> _TEXT SECTION_
—————
Yours, Skyway (talk) 22:42, 2 April 2011 (UTC)

With all respect, "tone-free" after "pedantic spewing by some 20-something male" (!?!), and I think the points made at WP:NOTOR need emphasising here (individual equations should not necessarily be citable nor transparent to lay-readers). I do agree the article is a bit of a mess yet, and appreciate your effort, but I also agree with Rememberway that it could never be an improvement to have no equations here. (Personally I think one problem is that certain equations are given excessive explanation in the text; it would be better to rely instead on better linking to other wiki articles for those readers who need the background foundations explained in detail.) If I recall correctly, Arthur C Clark's article (from the external links section) should suffice to demonstrate that the physics isn't original. Cesiumfrog (talk) 02:51, 6 April 2011 (UTC)

Okay, I take back the "... by 20-something males" comment. I was referring (only in my own mind apparently) to some studies I had heard about the demographics of WP editors, and to jokes about the aspergery-like proclivities of that population.

I don't actually advocate "no equations", it's just that equations without (good) explanation are very little communication at all. We technical people understand them (sometimes), but we must put ourselves in the minds of people who aren't inside our own minds. When we don't care about actually communicating, than what results looks a lot like mere showing off. Even E=Mc2 can't sit by itself. If equations must be included (ugh! :-) ), then really good explanation must surround them.

Skyway (talk) 02:25, 3 June 2011 (UTC)
—————
> _EXCERPTED DATA_
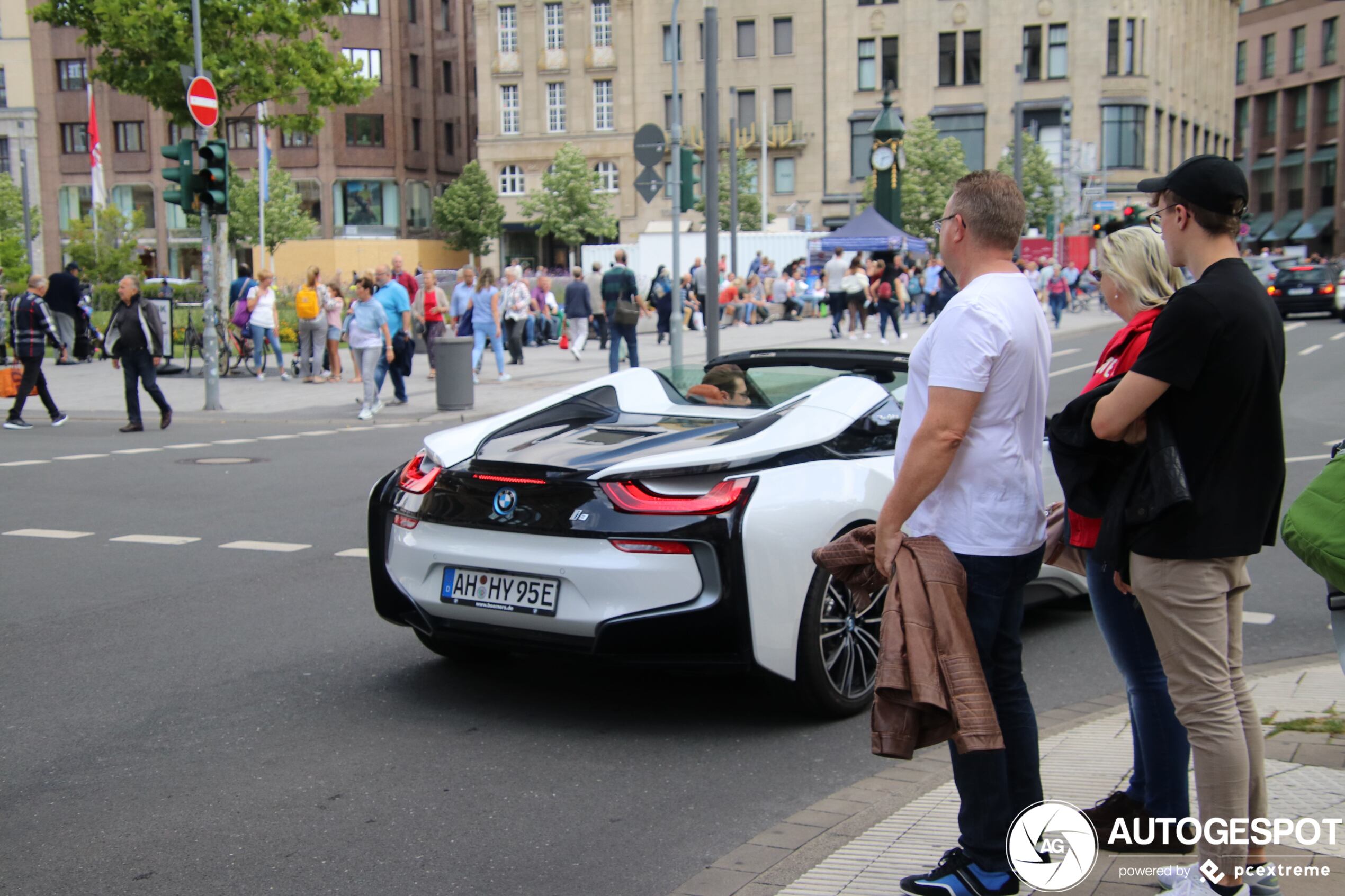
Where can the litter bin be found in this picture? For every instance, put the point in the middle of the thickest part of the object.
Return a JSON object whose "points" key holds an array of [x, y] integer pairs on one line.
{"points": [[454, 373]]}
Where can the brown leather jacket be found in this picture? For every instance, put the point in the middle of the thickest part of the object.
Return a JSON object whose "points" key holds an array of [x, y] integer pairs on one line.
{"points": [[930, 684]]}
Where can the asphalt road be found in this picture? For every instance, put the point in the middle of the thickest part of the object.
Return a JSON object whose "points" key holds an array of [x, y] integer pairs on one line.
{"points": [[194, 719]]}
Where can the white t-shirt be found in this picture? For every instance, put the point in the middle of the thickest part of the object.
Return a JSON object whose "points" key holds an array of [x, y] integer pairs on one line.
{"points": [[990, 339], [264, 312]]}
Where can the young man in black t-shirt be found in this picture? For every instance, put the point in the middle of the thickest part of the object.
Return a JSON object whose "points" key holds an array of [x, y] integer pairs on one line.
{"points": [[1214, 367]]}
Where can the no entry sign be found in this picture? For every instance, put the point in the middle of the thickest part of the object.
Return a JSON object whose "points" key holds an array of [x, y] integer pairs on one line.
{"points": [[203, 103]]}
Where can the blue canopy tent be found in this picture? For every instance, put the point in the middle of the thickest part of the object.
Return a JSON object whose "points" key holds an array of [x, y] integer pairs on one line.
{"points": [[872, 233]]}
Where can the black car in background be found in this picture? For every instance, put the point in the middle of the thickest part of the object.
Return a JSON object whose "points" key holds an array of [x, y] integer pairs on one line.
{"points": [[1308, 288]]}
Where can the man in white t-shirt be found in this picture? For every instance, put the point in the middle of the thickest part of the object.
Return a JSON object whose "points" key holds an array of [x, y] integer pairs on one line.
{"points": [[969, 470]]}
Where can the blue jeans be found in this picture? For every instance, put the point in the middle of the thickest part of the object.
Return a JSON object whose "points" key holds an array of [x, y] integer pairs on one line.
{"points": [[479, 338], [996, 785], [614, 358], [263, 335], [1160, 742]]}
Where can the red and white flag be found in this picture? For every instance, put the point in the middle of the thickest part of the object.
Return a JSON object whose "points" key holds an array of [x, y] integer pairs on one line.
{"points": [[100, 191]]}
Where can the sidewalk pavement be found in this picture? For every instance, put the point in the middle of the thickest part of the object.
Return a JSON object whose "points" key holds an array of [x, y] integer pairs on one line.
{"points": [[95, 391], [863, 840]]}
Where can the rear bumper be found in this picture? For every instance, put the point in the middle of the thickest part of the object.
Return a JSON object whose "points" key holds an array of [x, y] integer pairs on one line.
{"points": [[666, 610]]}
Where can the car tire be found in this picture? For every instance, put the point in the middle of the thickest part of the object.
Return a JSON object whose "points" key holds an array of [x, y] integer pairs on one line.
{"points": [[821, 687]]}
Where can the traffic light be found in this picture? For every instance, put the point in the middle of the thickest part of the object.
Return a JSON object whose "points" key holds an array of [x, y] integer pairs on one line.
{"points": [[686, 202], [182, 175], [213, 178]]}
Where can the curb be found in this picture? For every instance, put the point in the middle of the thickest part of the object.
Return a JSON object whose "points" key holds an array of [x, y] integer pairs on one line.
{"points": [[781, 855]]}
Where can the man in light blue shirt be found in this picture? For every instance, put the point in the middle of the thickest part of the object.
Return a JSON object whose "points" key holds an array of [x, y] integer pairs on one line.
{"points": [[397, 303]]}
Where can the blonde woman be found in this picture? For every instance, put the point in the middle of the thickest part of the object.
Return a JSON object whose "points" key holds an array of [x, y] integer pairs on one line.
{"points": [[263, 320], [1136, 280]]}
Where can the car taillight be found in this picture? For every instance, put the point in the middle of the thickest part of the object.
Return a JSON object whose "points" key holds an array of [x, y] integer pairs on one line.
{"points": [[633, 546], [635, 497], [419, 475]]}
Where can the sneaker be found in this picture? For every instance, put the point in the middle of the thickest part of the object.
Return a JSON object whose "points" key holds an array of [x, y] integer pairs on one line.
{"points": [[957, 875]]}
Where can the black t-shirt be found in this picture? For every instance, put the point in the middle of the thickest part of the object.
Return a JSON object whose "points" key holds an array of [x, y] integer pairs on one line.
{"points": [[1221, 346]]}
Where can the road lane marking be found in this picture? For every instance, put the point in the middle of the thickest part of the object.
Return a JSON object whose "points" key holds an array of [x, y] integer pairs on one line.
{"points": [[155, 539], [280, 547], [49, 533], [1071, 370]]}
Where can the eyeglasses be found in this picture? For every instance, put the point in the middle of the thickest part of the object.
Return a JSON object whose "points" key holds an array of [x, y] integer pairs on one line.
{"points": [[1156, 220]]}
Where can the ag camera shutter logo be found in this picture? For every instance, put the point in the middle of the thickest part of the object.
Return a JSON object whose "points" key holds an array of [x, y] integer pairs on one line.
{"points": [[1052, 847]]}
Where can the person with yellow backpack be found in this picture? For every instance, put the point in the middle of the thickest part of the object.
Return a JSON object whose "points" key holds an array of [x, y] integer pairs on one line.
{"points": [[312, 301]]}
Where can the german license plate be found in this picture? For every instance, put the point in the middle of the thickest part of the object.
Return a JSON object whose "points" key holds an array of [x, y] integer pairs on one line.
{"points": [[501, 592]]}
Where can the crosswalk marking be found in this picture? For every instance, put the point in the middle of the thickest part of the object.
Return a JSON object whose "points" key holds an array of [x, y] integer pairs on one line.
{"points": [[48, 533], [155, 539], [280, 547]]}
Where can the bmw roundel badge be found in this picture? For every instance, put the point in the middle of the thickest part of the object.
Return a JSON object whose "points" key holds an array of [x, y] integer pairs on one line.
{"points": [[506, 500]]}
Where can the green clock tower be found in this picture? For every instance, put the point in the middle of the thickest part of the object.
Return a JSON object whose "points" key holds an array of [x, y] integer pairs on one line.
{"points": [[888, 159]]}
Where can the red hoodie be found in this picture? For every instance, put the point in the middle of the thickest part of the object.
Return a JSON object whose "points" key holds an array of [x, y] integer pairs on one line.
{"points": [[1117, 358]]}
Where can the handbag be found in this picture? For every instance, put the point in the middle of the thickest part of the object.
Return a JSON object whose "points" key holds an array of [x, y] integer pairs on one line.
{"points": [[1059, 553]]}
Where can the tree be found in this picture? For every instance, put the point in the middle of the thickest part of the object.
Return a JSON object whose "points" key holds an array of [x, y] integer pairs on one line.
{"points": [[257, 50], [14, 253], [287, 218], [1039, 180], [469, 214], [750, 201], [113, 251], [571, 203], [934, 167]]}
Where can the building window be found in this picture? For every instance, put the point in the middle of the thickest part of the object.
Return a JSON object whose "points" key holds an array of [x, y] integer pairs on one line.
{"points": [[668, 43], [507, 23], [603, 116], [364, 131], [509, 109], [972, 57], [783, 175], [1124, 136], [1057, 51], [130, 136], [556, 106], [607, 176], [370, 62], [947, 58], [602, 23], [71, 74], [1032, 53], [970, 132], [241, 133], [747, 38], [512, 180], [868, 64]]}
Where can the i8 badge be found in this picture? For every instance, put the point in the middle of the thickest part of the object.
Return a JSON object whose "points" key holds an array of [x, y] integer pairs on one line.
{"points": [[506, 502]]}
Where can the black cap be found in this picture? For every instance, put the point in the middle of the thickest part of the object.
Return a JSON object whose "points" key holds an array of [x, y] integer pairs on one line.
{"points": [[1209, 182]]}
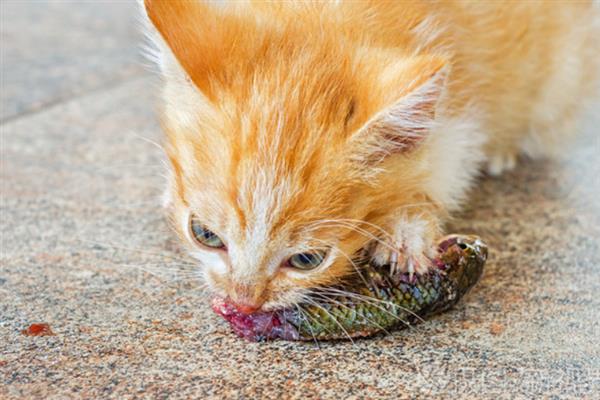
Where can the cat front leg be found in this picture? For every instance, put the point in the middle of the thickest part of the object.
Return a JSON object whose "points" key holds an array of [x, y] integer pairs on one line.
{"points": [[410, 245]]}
—————
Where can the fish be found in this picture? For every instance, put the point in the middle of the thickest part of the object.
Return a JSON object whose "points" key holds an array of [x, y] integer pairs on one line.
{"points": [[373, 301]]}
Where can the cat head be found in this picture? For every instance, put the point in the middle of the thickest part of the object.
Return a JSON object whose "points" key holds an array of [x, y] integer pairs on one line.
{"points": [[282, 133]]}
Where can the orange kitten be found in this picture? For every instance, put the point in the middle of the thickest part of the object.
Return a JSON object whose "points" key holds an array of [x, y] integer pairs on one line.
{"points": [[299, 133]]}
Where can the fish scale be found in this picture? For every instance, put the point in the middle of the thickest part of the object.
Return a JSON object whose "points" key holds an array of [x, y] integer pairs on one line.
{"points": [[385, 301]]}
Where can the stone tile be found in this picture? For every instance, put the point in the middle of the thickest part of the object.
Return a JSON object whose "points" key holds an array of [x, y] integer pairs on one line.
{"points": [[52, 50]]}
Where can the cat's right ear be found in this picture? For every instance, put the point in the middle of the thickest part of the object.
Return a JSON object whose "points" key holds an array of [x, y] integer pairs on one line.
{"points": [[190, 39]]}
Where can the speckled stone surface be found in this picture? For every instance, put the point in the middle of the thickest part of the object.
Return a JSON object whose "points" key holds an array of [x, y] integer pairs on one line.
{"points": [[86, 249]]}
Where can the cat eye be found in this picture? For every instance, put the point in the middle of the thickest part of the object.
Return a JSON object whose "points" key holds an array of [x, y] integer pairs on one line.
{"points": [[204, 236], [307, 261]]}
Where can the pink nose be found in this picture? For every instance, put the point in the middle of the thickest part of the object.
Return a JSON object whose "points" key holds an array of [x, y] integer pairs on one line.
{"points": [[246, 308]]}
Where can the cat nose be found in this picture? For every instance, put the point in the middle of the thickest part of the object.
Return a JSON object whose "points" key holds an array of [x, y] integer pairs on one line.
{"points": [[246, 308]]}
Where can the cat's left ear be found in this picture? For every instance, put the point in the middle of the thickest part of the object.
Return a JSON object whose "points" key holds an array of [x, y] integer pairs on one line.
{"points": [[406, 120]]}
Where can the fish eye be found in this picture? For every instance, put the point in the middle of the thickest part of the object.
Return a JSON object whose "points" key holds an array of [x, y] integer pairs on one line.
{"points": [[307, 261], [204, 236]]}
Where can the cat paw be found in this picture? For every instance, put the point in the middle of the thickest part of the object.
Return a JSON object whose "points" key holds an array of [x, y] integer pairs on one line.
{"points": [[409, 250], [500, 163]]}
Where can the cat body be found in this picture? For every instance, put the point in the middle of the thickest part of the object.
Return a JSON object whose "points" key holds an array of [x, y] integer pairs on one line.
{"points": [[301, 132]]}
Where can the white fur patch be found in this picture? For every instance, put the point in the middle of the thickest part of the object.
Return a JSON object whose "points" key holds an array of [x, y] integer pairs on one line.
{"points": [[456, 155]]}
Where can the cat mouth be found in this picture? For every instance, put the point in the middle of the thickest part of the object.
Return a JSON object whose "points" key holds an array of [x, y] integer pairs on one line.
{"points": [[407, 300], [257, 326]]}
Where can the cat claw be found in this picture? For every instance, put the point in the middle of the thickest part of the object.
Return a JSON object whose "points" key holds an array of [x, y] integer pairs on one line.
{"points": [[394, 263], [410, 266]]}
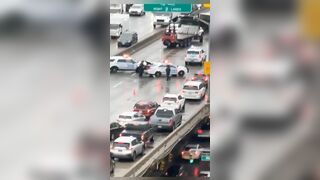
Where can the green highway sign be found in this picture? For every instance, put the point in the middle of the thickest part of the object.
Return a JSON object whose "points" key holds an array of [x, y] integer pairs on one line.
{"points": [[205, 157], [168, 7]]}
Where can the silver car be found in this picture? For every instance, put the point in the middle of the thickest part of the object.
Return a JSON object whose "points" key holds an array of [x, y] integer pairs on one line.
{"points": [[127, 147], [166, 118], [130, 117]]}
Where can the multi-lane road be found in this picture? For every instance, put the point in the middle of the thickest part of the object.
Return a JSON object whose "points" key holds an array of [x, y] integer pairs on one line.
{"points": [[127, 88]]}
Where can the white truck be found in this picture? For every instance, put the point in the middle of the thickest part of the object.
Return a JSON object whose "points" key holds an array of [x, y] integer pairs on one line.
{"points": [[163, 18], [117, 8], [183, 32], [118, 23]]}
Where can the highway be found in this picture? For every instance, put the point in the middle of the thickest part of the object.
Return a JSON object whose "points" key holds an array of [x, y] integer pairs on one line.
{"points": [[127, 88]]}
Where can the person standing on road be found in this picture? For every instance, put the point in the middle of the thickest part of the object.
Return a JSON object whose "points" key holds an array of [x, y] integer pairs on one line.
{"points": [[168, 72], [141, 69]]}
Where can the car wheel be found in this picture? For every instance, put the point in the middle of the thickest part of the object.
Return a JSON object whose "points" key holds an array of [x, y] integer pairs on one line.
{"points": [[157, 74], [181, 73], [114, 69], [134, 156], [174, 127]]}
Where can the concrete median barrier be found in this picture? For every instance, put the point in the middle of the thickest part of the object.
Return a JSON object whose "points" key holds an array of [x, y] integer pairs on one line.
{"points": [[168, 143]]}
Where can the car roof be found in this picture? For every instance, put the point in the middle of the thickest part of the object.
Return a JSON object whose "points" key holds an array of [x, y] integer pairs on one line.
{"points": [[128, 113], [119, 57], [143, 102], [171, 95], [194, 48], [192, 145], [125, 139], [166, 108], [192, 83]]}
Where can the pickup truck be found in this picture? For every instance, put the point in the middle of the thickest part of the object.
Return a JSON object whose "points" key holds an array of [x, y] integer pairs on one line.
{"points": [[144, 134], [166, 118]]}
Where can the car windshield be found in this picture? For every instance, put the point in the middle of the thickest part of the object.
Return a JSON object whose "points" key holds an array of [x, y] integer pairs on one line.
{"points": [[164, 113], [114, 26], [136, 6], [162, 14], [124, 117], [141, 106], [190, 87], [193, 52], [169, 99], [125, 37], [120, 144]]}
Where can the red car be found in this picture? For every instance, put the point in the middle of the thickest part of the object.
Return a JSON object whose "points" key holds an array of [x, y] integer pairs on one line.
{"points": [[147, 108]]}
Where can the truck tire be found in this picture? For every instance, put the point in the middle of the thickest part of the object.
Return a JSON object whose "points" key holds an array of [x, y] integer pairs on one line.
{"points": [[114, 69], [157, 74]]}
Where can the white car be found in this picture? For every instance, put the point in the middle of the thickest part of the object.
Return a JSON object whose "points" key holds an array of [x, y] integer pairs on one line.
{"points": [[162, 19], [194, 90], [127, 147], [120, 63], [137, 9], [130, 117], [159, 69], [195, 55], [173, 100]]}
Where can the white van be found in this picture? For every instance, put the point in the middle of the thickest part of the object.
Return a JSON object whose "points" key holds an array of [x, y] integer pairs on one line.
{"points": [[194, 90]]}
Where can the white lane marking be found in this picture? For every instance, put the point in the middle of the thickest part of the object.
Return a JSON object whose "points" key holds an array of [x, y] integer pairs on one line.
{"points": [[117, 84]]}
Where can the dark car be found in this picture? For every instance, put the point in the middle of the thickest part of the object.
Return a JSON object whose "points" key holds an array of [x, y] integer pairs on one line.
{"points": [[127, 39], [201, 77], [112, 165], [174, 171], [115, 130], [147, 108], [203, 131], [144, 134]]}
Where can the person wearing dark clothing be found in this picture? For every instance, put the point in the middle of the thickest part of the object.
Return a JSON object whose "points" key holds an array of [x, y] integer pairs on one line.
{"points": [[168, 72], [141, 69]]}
—————
> _EXERCISES TO COMPLETE_
1 - Copy the passage of the discussion from "I don't actually" to "must surround them.".
2 - In the discussion, which equation does Skyway say can't sit by itself?
The material has no connection to the discussion.

> _RESPONSE LIST_
1 -
I don't actually advocate "no equations", it's just that equations without (good) explanation are very little communication at all. We technical people understand them (sometimes), but we must put ourselves in the minds of people who aren't inside our own minds. When we don't care about actually communicating, than what results looks a lot like mere showing off. Even E=Mc2 can't sit by itself. If equations must be included (ugh! :-) ), then really good explanation must surround them.

2 - E=Mc2